WORK TO BE COMPLETED: Could you please output all of the records exactly?

----------------

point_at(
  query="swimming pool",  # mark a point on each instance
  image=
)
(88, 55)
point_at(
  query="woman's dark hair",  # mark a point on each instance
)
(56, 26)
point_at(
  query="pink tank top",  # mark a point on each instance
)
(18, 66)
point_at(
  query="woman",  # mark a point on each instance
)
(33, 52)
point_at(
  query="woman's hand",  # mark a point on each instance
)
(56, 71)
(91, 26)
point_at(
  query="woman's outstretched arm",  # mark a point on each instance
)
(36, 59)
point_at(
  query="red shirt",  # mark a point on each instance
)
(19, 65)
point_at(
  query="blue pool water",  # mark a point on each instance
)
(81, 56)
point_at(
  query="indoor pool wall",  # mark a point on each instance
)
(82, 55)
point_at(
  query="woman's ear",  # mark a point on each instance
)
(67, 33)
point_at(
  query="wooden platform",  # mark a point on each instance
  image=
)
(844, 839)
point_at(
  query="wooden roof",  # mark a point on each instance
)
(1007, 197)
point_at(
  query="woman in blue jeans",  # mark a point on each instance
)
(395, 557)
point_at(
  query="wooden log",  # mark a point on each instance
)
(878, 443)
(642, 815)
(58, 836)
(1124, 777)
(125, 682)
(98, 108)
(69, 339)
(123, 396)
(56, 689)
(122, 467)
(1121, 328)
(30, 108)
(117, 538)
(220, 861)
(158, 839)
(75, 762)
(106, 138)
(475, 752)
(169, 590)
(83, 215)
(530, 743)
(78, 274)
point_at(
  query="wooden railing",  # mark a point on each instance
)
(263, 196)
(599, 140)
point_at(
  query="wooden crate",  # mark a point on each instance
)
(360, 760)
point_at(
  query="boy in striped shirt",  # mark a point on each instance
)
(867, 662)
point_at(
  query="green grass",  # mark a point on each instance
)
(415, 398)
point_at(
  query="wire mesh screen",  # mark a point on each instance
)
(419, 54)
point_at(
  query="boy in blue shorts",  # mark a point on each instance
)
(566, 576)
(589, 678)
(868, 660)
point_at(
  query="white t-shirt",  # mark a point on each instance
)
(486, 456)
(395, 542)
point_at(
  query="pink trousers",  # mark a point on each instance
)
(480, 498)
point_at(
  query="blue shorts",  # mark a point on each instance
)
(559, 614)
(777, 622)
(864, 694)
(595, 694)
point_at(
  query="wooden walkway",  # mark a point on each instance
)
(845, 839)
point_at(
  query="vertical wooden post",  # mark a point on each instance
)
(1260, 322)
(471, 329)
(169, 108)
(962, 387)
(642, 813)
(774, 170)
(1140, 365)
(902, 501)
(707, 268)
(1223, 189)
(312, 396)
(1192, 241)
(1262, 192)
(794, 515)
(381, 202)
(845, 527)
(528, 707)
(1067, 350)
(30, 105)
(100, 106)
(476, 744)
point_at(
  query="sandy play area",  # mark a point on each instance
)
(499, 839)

----------------

WRITTEN RESPONSE:
point_at(
  query="swimming pool",  # mark a point on each instance
  image=
)
(88, 55)
point_at(
  query="woman's dark hair",  # mark a point on each instance
)
(56, 26)
point_at(
  query="pink tank top",  # mark a point on each instance
)
(18, 66)
point_at(
  query="woman",  # mark a point on each instance
)
(33, 52)
point_at(
  query="woman's hand",  # mark a point on each instance
)
(56, 71)
(91, 26)
point_at(
  query="woman's outstretched arm",  # mark a point on each instance
)
(36, 59)
point_at(
  query="red shirt",  # mark a point on each instance
)
(19, 65)
point_at(
  query="blue pool water",  # mark a point on each instance
)
(81, 56)
point_at(
  query="indoor pool wall",  # mark a point on each instance
)
(82, 55)
point_at(
  query="woman's ear",  # mark a point on each instance
)
(67, 33)
point_at(
  query="wooden platform",  # mark a point on each instance
  image=
)
(844, 839)
point_at(
  query="wooden roof",  # mark a point on each instance
)
(1007, 197)
point_at(
  query="woman in blue jeans",  # mark a point on each instance
)
(395, 557)
point_at(
  query="wooden log",  # mark a point on each instance
)
(878, 443)
(642, 815)
(58, 836)
(1124, 777)
(125, 682)
(98, 108)
(69, 339)
(123, 396)
(56, 689)
(122, 467)
(1121, 328)
(30, 108)
(117, 538)
(220, 861)
(158, 839)
(75, 762)
(106, 138)
(475, 752)
(169, 590)
(83, 215)
(530, 743)
(78, 274)
point_at(
  query="wooden railing",  # mark a point on each instance
)
(263, 196)
(599, 140)
point_at(
  query="wooden crate",  # mark a point on each instance
)
(360, 760)
point_at(
  query="boy in striped shirt",  # mark a point on each instance
)
(867, 662)
point_at(
  query="green grass",  # mark a point on each instance
)
(415, 398)
point_at(
  query="wire mesh screen",  # mark a point on each instance
)
(419, 54)
point_at(
  query="boy in blue shorts",  # mark a point on each instance
)
(566, 576)
(589, 678)
(868, 660)
point_at(
  query="white t-shirt",  # mark a point on each instance
)
(486, 456)
(395, 542)
point_at(
  query="pink trousers",  # mark a point on each instance
)
(480, 498)
point_at(
  query="blue shorts",  # mark a point on each instance
)
(559, 614)
(777, 622)
(864, 694)
(595, 694)
point_at(
  query="wooden walkway",  # mark a point on each instance
)
(845, 839)
point_at(
  query="vertical wooden post",  # mark a point on each instance
)
(1260, 322)
(471, 329)
(169, 108)
(962, 387)
(642, 813)
(774, 170)
(1140, 365)
(902, 501)
(707, 268)
(1223, 189)
(312, 396)
(1192, 241)
(1262, 192)
(794, 515)
(381, 202)
(845, 527)
(528, 707)
(1067, 350)
(30, 105)
(100, 106)
(476, 744)
point_at(
  query="sandy play area",  # mark a point on each instance
)
(499, 839)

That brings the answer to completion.